**Görevler**
1. Alıntıda "Öte yandan, terörizme" ile "teröristin direnci azalacaktır." arasındaki kısmı, iki uç da dahil olmak üzere harfi harfine yazıya geçirin.
2. Alıntıya dayanarak şu soruları yanıtlayın:
(a) Terörizme karşı mücadelede öncelikle göz önüne alınması gereken kaç nokta bulunmaktadır?
(b) Küreselleşme, gelir dağılımındaki adaletsizliğe ve zengin ile fakir arasındaki uçurumun açılmasına sebep olarak hangi duyguları yaratmaktadır?
(c) Terör grubunun inançlarını tümden değiştirmek yerine ne geliştirilmelidir?
3. Alıntıda terörizmle mücadelede göz önüne alınması gereken noktaların her birinin ilk cümlesini lütfen sırasıyla verin.

**Alıntı**
##############################
Liberalleşme olarak küreselleşme, sınır-ötesi terörizmin hem kaynağı, hem de daha etkin eylemlerin gerçekleştirilmesine meydan veren bir etken olarak ortaya çıkmaktadır. Bu anlamda küreselleşme, bir yandan gelir dağılımındaki adaletsizliğe ve zengin ile fakir arasındaki uçurumun açılmasına sebep olarak hayal kırıklığı ve öfke yaratmak suretiyle teröre motivasyon sağlamakta; diğer yandan ise teknoloji alanındaki gelişmeler ve bunların yaygınlaşması sonucunda sınır-ötesi teröristlerin eylemlerini gerçekleştirmelerini kolaylaştırmaktadır. Bu açıdan terörizmle mücadele de öncelikle küreselleşmenin olumsuzluklarını gidermek gerekecektir.
Öte yandan, terörizme karşı verilen mücadelede öncelikle göz önüne alınması gereken üç nokta bulunmaktadır:
1. Tek başına silahlı mücadele hemen hiçbir zaman terörü sona erdirmeyeceği gibi, terörün silahsız çözümü de yoktur. Zira hiçbir ödünde teröristi tatmin etmeyecektir.
2. Gerçek dünya ile teröristin dünyası arasında büyük farklılık bulunmaktadır. Teröristin inançları ile gerçek olaylar ve olgular arasındaki çelişkiler somutlaştıkça teröristin direnci azalacaktır.
3. Terör gurubunun tümden inançlarını değiştirmek zordur. Bunu yerine tek tek teröristler üzerinde etkili olunacak yöntemler geliştirilmelidir.(A.Taner Kışlalı, “Siyasal Çatışma ve Uzlaşma”, s.44)
##############################
**Veri Kümesinden Kesit**
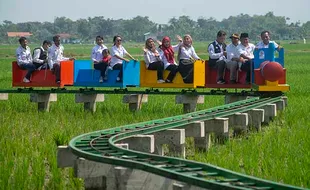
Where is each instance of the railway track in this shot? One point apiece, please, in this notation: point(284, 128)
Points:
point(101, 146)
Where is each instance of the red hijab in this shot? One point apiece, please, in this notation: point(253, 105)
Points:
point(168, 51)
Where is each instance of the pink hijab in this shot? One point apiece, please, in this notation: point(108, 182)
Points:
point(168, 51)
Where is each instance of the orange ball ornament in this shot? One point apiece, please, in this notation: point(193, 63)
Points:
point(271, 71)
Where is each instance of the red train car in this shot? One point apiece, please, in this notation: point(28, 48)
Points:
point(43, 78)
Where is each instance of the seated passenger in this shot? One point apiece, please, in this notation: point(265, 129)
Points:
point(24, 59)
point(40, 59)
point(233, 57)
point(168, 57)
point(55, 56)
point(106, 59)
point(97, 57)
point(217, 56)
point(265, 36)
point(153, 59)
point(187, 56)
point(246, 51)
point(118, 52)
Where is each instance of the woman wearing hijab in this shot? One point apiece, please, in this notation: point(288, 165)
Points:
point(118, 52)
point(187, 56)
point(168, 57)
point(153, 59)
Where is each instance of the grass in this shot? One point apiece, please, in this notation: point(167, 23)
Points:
##############################
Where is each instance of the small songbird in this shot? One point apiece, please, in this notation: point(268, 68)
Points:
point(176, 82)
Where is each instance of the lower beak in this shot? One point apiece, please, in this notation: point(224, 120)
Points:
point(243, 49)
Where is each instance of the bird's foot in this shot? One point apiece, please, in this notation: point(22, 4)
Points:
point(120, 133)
##############################
**Görevlere Göre Yanıtlar**
1.
Öte yandan, terörizme karşı verilen mücadelede öncelikle göz önüne alınması gereken üç nokta bulunmaktadır:
1. Tek başına silahlı mücadele hemen hiçbir zaman terörü sona erdirmeyeceği gibi, terörün silahsız çözümü de yoktur. Zira hiçbir ödünde teröristi tatmin etmeyecektir.
2. Gerçek dünya ile teröristin dünyası arasında büyük farklılık bulunmaktadır. Teröristin inançları ile gerçek olaylar ve olgular arasındaki çelişkiler somutlaştıkça teröristin direnci azalacaktır.

2.
(a) Üç.
(b) Hayal kırıklığı ve öfke.
(c) Tek tek teröristler üzerinde etkili olunacak yöntemler.

3.
1. Tek başına silahlı mücadele hemen hiçbir zaman terörü sona erdirmeyeceği gibi, terörün silahsız çözümü de yoktur.
2. Gerçek dünya ile teröristin dünyası arasında büyük farklılık bulunmaktadır.
3. Terör gurubunun tümden inançlarını değiştirmek zordur.